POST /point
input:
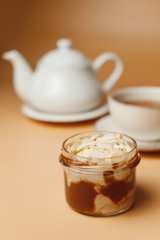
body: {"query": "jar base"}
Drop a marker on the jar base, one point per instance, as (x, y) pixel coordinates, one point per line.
(103, 215)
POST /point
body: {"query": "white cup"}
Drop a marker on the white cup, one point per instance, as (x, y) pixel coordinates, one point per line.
(137, 119)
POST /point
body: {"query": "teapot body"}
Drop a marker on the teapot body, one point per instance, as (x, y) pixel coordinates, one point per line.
(65, 81)
(67, 91)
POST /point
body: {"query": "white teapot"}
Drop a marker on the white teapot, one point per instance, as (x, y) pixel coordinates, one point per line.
(64, 80)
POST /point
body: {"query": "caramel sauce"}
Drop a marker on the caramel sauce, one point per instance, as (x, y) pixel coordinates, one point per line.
(116, 190)
(81, 195)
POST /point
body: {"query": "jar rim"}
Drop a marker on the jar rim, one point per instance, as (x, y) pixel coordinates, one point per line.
(82, 166)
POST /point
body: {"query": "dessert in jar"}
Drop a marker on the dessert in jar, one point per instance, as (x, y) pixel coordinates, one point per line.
(100, 172)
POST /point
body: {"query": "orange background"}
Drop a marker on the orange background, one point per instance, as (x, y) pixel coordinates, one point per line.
(32, 204)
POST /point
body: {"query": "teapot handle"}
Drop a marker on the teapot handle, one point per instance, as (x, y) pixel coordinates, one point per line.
(115, 75)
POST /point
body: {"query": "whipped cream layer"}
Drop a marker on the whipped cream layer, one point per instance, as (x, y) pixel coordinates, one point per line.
(99, 149)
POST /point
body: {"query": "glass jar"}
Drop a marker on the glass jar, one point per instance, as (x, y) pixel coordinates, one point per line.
(100, 190)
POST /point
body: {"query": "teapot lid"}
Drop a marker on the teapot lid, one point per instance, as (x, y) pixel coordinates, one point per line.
(64, 57)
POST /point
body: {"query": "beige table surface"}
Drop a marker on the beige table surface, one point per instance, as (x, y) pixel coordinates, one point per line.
(32, 201)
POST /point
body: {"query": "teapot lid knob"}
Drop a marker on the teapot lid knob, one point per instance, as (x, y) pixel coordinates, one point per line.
(64, 43)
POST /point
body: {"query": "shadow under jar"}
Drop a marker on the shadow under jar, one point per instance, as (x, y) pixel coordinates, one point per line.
(100, 186)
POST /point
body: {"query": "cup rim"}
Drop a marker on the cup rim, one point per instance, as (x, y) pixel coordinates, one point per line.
(132, 90)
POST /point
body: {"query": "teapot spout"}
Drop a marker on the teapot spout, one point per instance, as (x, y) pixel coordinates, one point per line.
(22, 73)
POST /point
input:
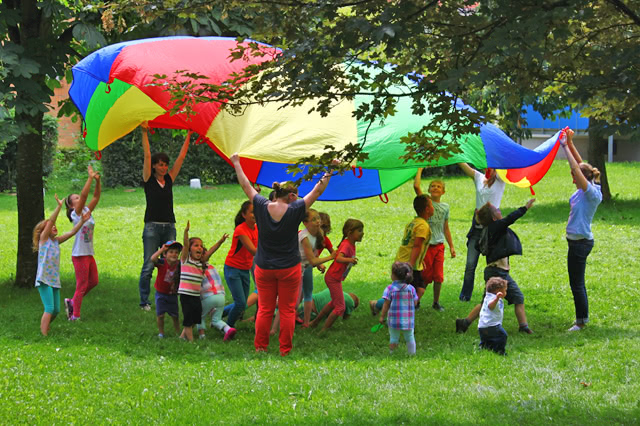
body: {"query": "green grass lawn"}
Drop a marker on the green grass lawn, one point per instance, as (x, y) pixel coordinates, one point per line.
(111, 368)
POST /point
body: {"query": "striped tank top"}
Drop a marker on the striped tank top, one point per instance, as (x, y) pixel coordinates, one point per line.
(191, 275)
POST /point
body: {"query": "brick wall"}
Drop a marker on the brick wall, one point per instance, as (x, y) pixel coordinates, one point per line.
(68, 131)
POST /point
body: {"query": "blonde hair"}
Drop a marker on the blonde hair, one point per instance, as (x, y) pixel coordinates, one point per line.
(37, 231)
(441, 182)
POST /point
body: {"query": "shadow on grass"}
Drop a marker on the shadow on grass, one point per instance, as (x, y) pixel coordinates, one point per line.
(113, 321)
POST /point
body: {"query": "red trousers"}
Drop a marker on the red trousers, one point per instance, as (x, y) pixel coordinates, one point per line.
(86, 279)
(276, 286)
(337, 296)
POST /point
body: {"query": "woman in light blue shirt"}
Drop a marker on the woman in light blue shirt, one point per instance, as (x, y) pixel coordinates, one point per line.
(584, 203)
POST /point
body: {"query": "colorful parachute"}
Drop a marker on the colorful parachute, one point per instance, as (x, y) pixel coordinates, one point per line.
(111, 89)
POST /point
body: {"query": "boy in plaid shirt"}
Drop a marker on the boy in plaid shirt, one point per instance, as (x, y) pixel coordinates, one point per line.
(400, 299)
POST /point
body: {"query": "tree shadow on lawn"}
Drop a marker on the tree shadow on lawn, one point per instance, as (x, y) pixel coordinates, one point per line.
(620, 212)
(112, 320)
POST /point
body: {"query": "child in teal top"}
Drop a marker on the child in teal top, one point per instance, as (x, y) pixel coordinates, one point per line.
(47, 243)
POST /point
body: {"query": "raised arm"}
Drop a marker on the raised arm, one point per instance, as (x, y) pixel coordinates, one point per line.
(146, 166)
(85, 192)
(417, 180)
(161, 250)
(46, 232)
(214, 248)
(317, 190)
(248, 244)
(467, 170)
(185, 244)
(242, 178)
(311, 256)
(574, 162)
(64, 237)
(96, 192)
(177, 165)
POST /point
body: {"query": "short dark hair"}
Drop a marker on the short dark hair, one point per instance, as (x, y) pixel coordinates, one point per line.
(485, 215)
(421, 204)
(403, 271)
(158, 157)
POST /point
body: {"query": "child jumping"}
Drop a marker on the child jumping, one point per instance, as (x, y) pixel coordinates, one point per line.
(400, 300)
(415, 240)
(166, 285)
(212, 297)
(311, 243)
(47, 243)
(82, 252)
(352, 232)
(500, 242)
(492, 335)
(239, 260)
(433, 268)
(192, 268)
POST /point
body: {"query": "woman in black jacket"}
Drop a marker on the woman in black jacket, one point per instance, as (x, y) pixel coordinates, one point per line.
(497, 243)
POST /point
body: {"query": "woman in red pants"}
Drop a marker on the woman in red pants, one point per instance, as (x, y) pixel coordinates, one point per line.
(277, 258)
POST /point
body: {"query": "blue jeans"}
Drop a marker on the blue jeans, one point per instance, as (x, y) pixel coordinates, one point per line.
(493, 338)
(472, 262)
(576, 264)
(153, 237)
(239, 283)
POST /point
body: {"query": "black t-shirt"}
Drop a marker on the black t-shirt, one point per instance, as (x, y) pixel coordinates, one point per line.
(159, 200)
(277, 241)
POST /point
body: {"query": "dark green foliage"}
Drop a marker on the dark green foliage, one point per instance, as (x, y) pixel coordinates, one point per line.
(10, 147)
(122, 161)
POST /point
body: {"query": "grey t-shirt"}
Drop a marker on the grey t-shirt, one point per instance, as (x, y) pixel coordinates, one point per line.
(277, 241)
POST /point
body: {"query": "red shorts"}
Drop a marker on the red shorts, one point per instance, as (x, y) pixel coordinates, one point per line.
(433, 264)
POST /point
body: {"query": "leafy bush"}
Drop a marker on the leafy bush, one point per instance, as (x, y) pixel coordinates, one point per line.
(122, 161)
(9, 150)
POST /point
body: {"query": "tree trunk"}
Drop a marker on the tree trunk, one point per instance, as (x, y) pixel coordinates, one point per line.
(30, 198)
(597, 154)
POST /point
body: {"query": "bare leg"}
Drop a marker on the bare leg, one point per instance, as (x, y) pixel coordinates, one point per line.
(308, 307)
(330, 320)
(176, 324)
(323, 313)
(436, 292)
(475, 312)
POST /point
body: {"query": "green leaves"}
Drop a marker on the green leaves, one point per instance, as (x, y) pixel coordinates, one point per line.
(89, 34)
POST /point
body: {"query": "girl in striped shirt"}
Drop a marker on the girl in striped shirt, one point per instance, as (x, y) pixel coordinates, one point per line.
(192, 269)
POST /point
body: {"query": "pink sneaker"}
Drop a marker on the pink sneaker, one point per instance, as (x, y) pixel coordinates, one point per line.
(230, 334)
(68, 307)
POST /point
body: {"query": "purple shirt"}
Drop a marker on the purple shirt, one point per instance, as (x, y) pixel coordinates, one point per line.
(402, 310)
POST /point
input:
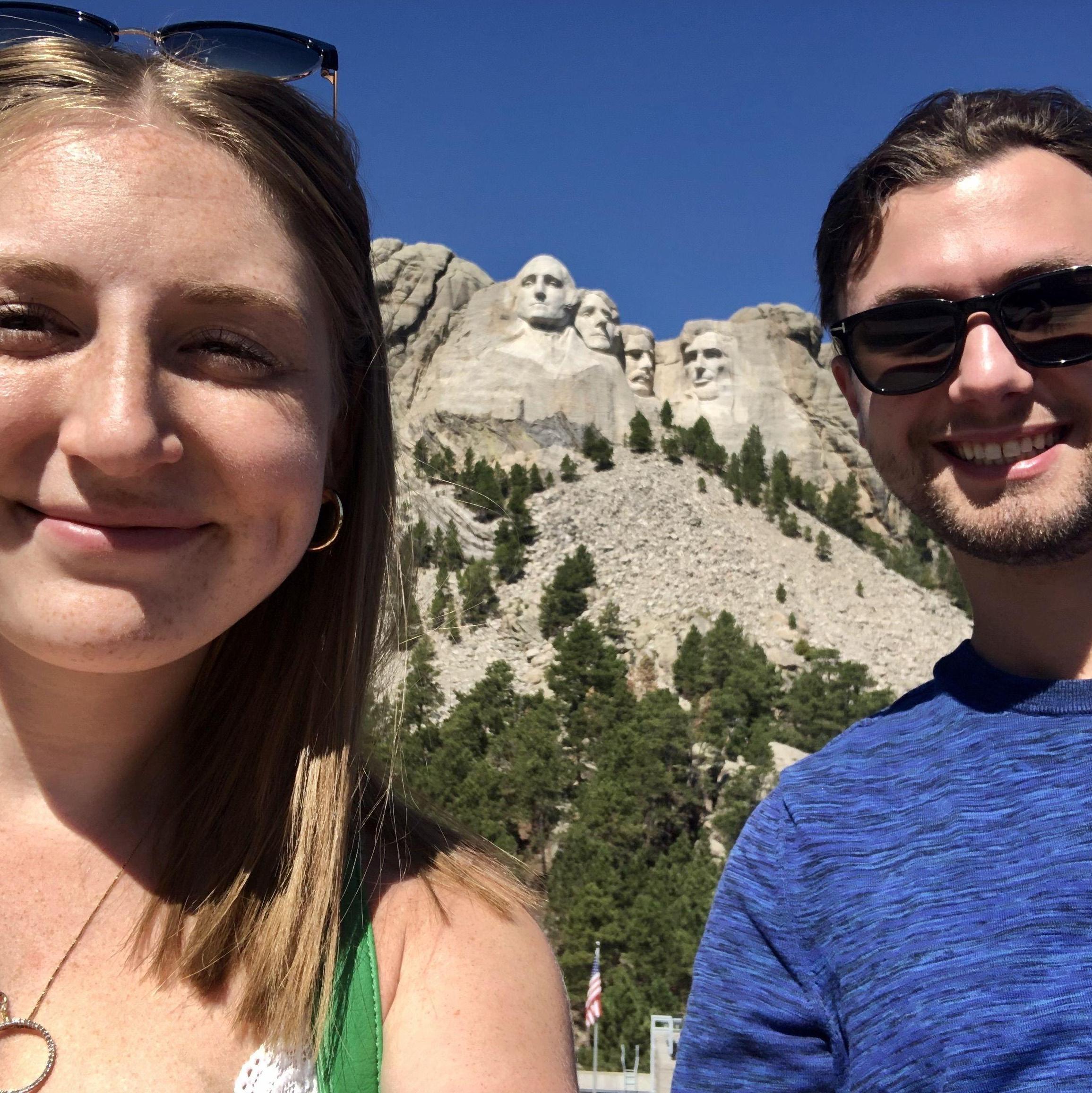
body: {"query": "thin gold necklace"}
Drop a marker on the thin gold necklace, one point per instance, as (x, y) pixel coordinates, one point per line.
(29, 1025)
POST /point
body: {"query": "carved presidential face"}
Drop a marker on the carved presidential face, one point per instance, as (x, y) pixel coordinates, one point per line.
(597, 322)
(640, 347)
(706, 364)
(545, 293)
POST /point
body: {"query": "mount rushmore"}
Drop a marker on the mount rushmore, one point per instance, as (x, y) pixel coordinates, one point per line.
(523, 367)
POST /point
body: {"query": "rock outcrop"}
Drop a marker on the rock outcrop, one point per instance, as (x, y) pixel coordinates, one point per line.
(515, 367)
(763, 367)
(528, 363)
(671, 556)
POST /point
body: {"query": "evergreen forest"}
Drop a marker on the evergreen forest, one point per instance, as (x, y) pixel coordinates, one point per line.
(619, 799)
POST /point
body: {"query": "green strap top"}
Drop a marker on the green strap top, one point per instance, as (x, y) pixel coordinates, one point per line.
(351, 1053)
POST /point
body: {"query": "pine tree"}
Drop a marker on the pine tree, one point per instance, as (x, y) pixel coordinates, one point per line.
(641, 434)
(521, 517)
(564, 599)
(508, 555)
(479, 597)
(421, 546)
(518, 481)
(451, 552)
(482, 490)
(442, 612)
(790, 525)
(752, 466)
(610, 623)
(689, 668)
(421, 694)
(777, 488)
(597, 448)
(842, 511)
(827, 697)
(584, 662)
(421, 460)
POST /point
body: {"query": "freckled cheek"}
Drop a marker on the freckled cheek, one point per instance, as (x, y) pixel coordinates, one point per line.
(276, 498)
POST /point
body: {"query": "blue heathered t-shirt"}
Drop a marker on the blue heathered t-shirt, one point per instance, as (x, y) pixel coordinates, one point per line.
(912, 907)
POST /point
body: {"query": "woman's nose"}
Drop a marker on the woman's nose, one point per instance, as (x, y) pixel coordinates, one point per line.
(116, 418)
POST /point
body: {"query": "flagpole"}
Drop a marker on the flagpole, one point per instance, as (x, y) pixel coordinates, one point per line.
(595, 1042)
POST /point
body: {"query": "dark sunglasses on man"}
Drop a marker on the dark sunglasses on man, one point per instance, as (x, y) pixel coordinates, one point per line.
(901, 349)
(249, 46)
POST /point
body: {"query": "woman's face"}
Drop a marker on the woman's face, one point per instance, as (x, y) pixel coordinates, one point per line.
(165, 396)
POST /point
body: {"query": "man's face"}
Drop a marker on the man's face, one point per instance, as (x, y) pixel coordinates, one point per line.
(597, 322)
(543, 293)
(1026, 213)
(640, 361)
(704, 362)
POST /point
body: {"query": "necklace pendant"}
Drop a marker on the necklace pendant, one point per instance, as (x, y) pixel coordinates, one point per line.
(8, 1025)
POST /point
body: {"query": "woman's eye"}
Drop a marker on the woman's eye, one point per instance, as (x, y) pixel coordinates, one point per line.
(222, 351)
(30, 328)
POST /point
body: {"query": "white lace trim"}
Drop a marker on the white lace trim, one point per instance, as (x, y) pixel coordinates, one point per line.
(268, 1071)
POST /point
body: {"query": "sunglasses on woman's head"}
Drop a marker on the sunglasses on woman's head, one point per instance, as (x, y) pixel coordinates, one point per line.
(249, 46)
(910, 347)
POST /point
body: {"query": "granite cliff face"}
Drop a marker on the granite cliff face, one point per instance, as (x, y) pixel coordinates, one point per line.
(515, 367)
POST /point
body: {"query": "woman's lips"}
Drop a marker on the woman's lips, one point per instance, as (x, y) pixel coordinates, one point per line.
(86, 536)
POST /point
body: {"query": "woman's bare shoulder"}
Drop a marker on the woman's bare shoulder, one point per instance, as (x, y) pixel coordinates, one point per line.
(473, 997)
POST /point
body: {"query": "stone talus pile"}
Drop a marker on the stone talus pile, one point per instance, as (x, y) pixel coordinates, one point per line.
(671, 556)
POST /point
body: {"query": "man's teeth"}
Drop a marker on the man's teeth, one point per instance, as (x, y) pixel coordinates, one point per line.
(988, 455)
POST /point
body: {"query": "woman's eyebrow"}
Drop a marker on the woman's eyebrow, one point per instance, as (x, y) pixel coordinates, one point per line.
(36, 269)
(238, 295)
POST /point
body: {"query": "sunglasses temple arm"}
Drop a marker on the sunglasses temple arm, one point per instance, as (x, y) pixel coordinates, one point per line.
(332, 78)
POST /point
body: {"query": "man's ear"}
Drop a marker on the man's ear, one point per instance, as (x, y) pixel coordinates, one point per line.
(844, 377)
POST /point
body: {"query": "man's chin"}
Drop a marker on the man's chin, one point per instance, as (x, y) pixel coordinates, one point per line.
(1015, 530)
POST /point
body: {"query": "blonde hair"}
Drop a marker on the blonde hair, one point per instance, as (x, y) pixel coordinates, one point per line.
(277, 789)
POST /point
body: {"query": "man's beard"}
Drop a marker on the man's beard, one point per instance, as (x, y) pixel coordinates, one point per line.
(1011, 530)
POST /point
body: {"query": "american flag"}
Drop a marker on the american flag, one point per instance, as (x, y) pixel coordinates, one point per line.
(594, 1005)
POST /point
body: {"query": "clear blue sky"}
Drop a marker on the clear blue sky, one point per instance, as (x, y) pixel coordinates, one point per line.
(677, 154)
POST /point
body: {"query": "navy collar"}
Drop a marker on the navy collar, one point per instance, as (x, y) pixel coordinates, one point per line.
(976, 683)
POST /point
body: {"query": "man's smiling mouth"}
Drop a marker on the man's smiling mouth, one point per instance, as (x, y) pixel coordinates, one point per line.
(999, 453)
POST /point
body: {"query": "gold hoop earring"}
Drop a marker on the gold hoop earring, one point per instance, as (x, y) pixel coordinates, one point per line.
(339, 518)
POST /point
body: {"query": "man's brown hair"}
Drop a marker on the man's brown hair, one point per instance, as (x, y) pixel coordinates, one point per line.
(946, 136)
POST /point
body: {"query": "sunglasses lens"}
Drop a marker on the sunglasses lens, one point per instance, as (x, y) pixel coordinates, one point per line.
(252, 51)
(26, 22)
(1051, 321)
(905, 348)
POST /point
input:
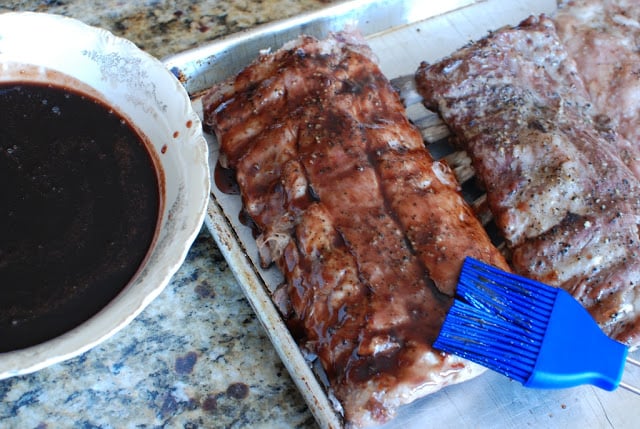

----------------------------------------

▶ [GIVEN TASK]
Please locate every line in the data above that contains the word "white" and copy each of those lines in full.

▶ [RESULT BELOW]
body: {"query": "white cup"}
Drop a marker on the white cup, one point per instance, as (x, y) pixel coordinates, one point per line.
body: {"query": "white teapot"}
Drop a marker on the white teapot, one point per instance, as (x, y) pixel coordinates, one point per line.
body: {"query": "white lace trim"}
Drop a marker on the white lace trim, one point per instance, as (x, y) pixel coordinates, one point per line.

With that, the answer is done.